Entries in a dataset
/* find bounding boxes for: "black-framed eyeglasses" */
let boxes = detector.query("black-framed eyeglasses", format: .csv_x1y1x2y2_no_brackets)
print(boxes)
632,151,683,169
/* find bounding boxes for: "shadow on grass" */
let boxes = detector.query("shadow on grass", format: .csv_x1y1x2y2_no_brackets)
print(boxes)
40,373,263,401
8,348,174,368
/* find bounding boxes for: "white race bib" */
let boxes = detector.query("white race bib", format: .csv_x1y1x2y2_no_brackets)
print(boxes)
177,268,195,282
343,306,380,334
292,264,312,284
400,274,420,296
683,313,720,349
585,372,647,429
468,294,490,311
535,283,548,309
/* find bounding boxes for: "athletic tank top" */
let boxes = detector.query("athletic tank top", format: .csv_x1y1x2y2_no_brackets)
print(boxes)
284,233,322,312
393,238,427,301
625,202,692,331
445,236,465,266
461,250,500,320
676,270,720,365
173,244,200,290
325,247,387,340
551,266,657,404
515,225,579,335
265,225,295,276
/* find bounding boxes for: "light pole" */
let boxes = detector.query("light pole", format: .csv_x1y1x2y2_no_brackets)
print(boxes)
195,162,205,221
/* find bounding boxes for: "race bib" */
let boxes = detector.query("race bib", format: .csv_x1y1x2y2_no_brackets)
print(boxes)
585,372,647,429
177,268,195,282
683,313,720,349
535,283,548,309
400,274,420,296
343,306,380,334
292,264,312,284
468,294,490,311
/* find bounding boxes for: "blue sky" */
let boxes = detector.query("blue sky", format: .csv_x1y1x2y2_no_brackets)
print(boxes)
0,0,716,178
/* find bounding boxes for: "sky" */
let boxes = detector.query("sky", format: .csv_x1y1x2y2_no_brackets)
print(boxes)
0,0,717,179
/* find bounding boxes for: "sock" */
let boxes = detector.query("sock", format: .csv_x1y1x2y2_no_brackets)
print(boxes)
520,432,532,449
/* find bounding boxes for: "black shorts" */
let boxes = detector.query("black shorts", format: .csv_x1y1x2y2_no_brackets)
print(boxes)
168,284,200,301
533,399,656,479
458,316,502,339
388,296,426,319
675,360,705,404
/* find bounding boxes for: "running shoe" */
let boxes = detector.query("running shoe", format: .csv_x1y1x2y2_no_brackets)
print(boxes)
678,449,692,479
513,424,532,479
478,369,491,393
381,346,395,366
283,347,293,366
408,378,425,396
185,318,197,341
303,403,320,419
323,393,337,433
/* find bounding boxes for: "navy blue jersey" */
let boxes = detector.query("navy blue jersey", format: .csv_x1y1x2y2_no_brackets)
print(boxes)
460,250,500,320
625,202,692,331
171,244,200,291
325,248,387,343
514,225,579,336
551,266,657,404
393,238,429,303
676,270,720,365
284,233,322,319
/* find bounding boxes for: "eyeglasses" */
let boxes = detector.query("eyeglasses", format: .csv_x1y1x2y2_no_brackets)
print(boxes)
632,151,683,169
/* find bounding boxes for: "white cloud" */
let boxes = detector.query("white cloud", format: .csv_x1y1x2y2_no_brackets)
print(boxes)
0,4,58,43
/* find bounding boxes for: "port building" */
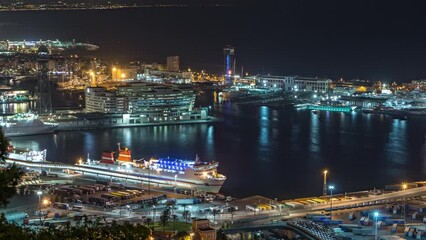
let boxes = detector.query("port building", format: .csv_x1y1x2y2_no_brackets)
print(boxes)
85,82,207,124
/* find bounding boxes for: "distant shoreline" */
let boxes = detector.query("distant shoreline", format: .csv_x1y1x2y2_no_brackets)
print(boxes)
0,4,236,12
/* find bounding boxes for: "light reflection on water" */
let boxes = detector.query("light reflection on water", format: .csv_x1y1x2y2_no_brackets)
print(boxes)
7,104,426,198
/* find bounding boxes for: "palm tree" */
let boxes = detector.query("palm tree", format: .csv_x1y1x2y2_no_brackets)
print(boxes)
182,210,191,222
228,207,235,223
212,209,220,223
172,214,178,230
145,218,154,227
160,208,171,231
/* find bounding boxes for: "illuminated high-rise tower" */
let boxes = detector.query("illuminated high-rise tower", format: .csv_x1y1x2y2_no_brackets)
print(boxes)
37,46,52,115
223,45,235,85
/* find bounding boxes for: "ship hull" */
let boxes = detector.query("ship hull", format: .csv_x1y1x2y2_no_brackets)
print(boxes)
3,126,57,137
90,164,226,193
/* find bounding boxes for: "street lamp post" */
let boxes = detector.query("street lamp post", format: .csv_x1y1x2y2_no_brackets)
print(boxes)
152,205,155,224
374,212,379,240
37,190,43,225
175,174,177,193
328,186,334,220
322,170,328,196
401,183,408,223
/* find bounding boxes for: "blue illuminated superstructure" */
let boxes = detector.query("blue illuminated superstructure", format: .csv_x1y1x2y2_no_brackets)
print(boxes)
153,158,194,172
223,45,235,85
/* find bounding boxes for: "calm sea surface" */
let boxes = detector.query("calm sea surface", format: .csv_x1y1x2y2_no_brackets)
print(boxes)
8,92,426,198
0,8,426,198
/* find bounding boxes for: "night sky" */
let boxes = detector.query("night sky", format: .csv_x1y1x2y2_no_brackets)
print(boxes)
236,0,426,81
0,0,426,82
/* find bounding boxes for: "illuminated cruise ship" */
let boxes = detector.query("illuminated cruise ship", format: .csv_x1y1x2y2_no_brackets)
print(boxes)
0,113,58,137
78,148,226,193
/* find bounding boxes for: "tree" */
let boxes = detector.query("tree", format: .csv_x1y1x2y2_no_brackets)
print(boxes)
172,214,178,230
212,209,220,223
228,207,235,223
182,210,191,222
174,231,191,240
145,218,154,227
0,127,23,207
0,215,152,240
160,208,171,231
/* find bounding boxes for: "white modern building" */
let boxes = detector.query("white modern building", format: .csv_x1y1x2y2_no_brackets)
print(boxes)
85,82,208,123
256,75,332,92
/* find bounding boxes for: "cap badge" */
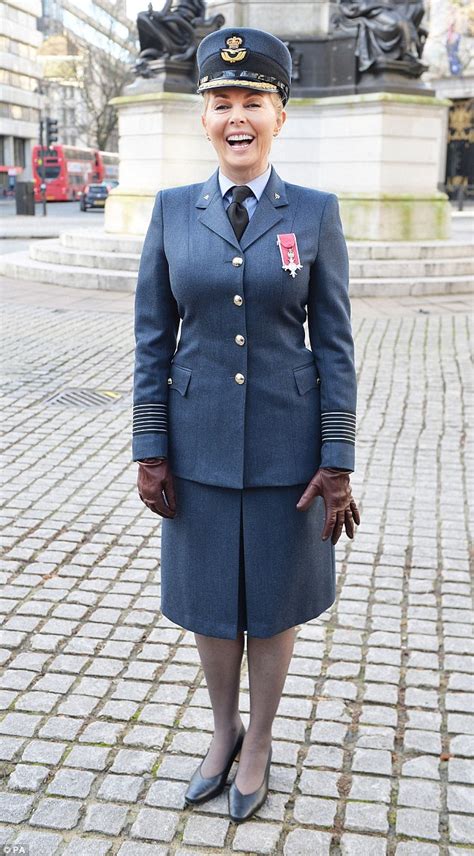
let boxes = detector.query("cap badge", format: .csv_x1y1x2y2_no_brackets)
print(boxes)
221,36,247,62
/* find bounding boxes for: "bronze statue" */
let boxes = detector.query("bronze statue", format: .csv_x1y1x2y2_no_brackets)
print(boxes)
134,0,224,77
332,0,428,77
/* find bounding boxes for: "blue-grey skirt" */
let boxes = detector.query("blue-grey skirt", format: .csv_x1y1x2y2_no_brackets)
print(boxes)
161,476,335,639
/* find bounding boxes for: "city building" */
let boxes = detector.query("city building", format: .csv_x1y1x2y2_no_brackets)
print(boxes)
0,0,42,189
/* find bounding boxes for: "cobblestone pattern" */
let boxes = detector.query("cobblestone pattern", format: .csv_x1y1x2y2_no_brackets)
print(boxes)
0,289,474,856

→ PROBLEM STATEMENT: Rewrite all of the entries, replacing "detector" with "locator" everywhere and keeping everything else the same. Do not include the pictures in your answer.

→ TASK OUTPUT:
/* find bounding boxes for: "black-framed eyeglasses" */
let boxes = locator.query("black-framed eyeglasses", format: .csv_x1y1x2y2_no_brackets)
print(boxes)
632,151,683,169
/* find bounding boxes for: "shadow on grass" */
let boxes = locator.query("shadow on grass", format: .csv_x1y1x2y2_no_brackets)
print(boxes)
40,373,263,401
8,348,174,368
/* find bounding boxes for: "white race bib" */
let boxes = locator.query("white race bib", format: .csv_x1y1x2y2_no_brackets)
print(boxes)
177,268,195,282
343,306,380,334
292,264,312,284
400,274,420,296
683,313,720,349
585,372,647,429
468,294,490,311
535,283,548,309
/* find bounding boxes for: "athletic tank top" */
let boxes = locator.query("athletic tank top", format: .csv_x1y1x2y2_no_brackets)
print(boxes)
284,233,322,312
393,238,427,301
625,202,692,331
445,236,465,266
461,250,500,320
676,270,720,365
173,244,200,290
325,247,387,340
551,266,657,404
515,225,579,335
265,225,295,276
/* find bounding boxes for: "light pole" */
let boxes = locator.query("light pole", format: .csv_x1y1x2y2_no_brackets)
print(boxes)
195,162,205,221
/* find bounding boxes for: "race bib" */
let boxes = locator.query("race bib", format: .csv_x1y1x2y2_no_brackets)
print(boxes)
585,372,647,429
177,268,195,282
683,313,720,349
535,283,548,309
400,274,420,296
343,306,380,334
292,264,312,284
468,294,490,311
/* find bounding boxes for: "blue sky" */
let boxes = locator.query("blue sky", format: .csv_x1y1x2y2_no_brackets)
print(boxes)
0,0,716,178
/* find bounding boxes for: "sky" */
let boxes = locator.query("sky", format: .csv_x1y1x2y2_no_brackets)
print(boxes)
0,0,717,179
/* find bounding boxes for: "sock" */
let boxes = locator.query("sock", format: .csv_x1y1x2y2_no_brackets)
print(boxes)
520,432,532,449
/* find bounding boxes for: "black shorts" */
let boxes = locator.query("black shorts", format: .csv_x1y1x2y2_no_brackets)
print(boxes)
168,284,200,301
533,399,656,479
458,316,502,339
388,296,426,319
675,360,705,404
/* find bounding boxes for: "running shoe" */
let boxes = locator.query("running shoe", format: .csv_x1y1x2y2_no_brackets)
print(boxes)
678,449,692,479
513,424,532,479
478,369,491,393
381,346,395,366
283,347,293,366
408,378,425,396
185,318,197,341
303,403,320,419
323,393,337,433
/* find bounding boxes for: "navy blue jersey" */
let boxes = locator.query("navy blue jersey", format: .csv_x1y1x2y2_no_brackets)
print(boxes)
460,250,500,320
625,202,692,331
171,244,200,291
325,248,387,343
514,225,579,336
551,266,657,404
393,238,429,303
676,270,720,365
284,233,322,319
/* find bounding boxes for: "eyeglasses" */
let boxes = locator.query("eyeglasses", format: .csv_x1y1x2y2_no_brackets)
print(boxes)
632,151,683,169
/* find bounding boxes for: "white cloud" */
let boxes = locator.query("white cloud", format: .csv_x1y1x2y2_no_brackets)
print(boxes)
0,4,58,43
/* find bounding boxes for: "port building" */
let boxes = locator.query("port building", format: .csv_x1y1x2y2_no_brackets)
print(boxes)
85,82,207,124
/* find bounding boxes for: "distant shoreline" */
let boxes = locator.query("distant shoreline", format: .csv_x1y1x2y2_no_brackets)
print(boxes)
0,4,236,12
/* find bounding boxes for: "light reflection on water" */
let boxes = locator.query("light reflection on water", format: .csv_x1y1x2y2_no_brackets)
print(boxes)
7,104,426,198
/* find bounding boxes for: "palm tree" */
let boxes = locator.query("palm tree", format: .csv_x1y1x2y2_no_brackets)
print(boxes)
182,210,191,222
228,207,235,223
212,209,220,223
172,214,178,230
145,218,154,227
160,208,171,231
/* find bounding boxes for: "illuminated high-rise tower" */
let boxes = locator.query("illuminated high-rise tower", format: .csv_x1y1x2y2_no_brackets)
print(boxes)
37,46,52,115
223,45,235,85
/* find bounding boxes for: "ship hull" */
let boxes = locator.query("ship hull", format: .csv_x1y1x2y2_no_brackets)
print(boxes)
3,126,57,137
90,164,226,193
/* find bounding boxes for: "street lamp post" */
let boxes = locator.query("street lamp post", format: .csv_x1y1x2y2_no_brackets)
print(boxes)
152,205,155,224
374,212,379,240
37,190,43,225
175,174,177,193
328,186,334,220
322,170,328,196
401,183,408,223
/* find bounding boxes for: "blue illuminated superstructure" */
let boxes = locator.query("blue illuminated superstructure", format: .csv_x1y1x2y2_no_brackets)
print(boxes)
153,158,194,172
223,45,235,85
/* find bounding boxes for: "calm sea surface" */
let boxes = locator.query("calm sea surface", format: .csv_x1y1x2y2_no_brackets)
print(boxes)
8,92,426,198
0,8,426,198
/* find bounding boxes for: "night sky" */
let boxes = locator.query("night sky", format: .csv_x1y1x2y2_no_brackets)
print(boxes)
236,0,426,81
0,0,426,82
/* find bounding boxes for: "illuminated cruise ship" */
let boxes = locator.query("illuminated cruise ship", format: .csv_x1y1x2y2_no_brackets)
print(boxes)
0,113,58,137
78,148,226,193
/* find bounding boxes for: "tree" */
let boxes = locator.query("tree", format: .csv_x1y1x2y2_no_brackets)
print(boxes)
172,214,178,230
212,209,220,223
228,207,235,223
182,210,191,222
174,231,191,240
145,218,154,227
0,127,23,207
0,215,152,240
160,208,171,231
/* find bounding boxes for: "white modern building" */
let boxes = locator.query("white modern building", format: .csv_x1y1x2y2_no_brackets)
print(boxes)
85,82,208,123
256,75,332,92
/* find bounding boxes for: "cap badge" */
let boxes = locator.query("cap badge", format: .csv_x1y1x2y2_no_brackets)
print(boxes)
221,36,247,62
/* find bounding boxes for: "bronze statue" */
let boxes = locator.query("bronze statue", format: .csv_x1y1x2y2_no_brackets)
print(boxes)
134,0,224,77
332,0,428,77
/* find bounding boxes for: "blue-grey skirt" */
let boxes = locator.query("blue-grey skirt", format: .csv_x1y1x2y2_no_brackets)
print(boxes)
161,476,335,639
/* find bounding boxes for: "city building" */
let boxes = locator.query("city building", format: .csv_x1y1x2y2_no_brackets)
print(boxes)
0,0,42,189
/* find bounding boxes for: "cobblestone pattern" */
let boxes = locator.query("cobblestone pattern", format: .csv_x1y1x2y2_no_brackets)
print(boxes)
0,289,474,856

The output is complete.